▶ [GIVEN PROBLEM] Please turn the records below into a Markdown table with the columns Row and Line, one record line per row, skipping any blank lines and leaving the pictures out.

*** EXTRACTED INFORMATION ***

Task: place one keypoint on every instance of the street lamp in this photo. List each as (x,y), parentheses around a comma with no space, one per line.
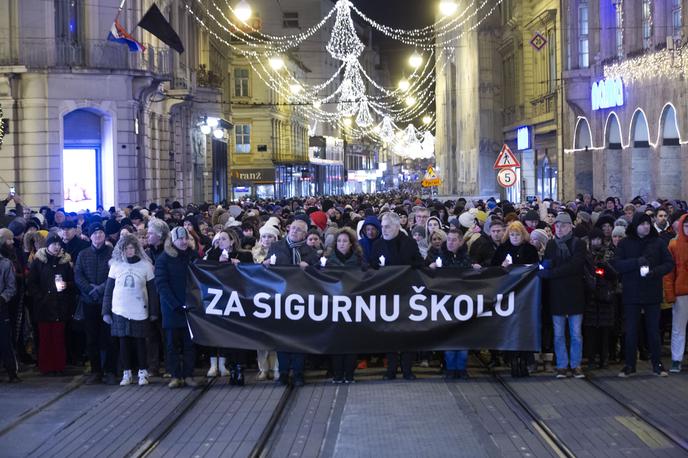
(416,60)
(276,63)
(243,11)
(448,7)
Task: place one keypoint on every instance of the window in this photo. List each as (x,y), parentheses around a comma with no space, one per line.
(676,19)
(67,20)
(242,133)
(618,7)
(241,82)
(647,24)
(583,30)
(552,61)
(290,20)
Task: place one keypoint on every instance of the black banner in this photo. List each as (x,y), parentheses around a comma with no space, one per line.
(341,310)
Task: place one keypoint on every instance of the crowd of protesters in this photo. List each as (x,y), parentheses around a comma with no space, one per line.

***

▶ [TASK SOLUTION]
| Row | Line |
|---|---|
| 1 | Task: place one keypoint on every instance of the street lamp in this photo. List each as (x,y), parentheses around a comma with no space, one per line. |
| 2 | (416,60) |
| 3 | (276,63) |
| 4 | (243,11) |
| 5 | (448,7) |
| 6 | Task: place one keypoint on every instance of the window in this photo. List each as (x,y), parentheses around a comma with no space, one per line. |
| 7 | (676,19) |
| 8 | (67,20) |
| 9 | (242,133) |
| 10 | (618,7) |
| 11 | (241,82) |
| 12 | (647,24) |
| 13 | (583,30) |
| 14 | (552,61) |
| 15 | (290,20) |
| 16 | Task: place one keypoint on every instance of the black banner in this photo. List each as (x,y), parentheses around a comma with no space, one per line. |
| 17 | (341,310) |
| 18 | Task: place one keypoint on every instance of the crowd of protesters in this photo. List each as (x,y), parentheses around a comma with no space, one per line. |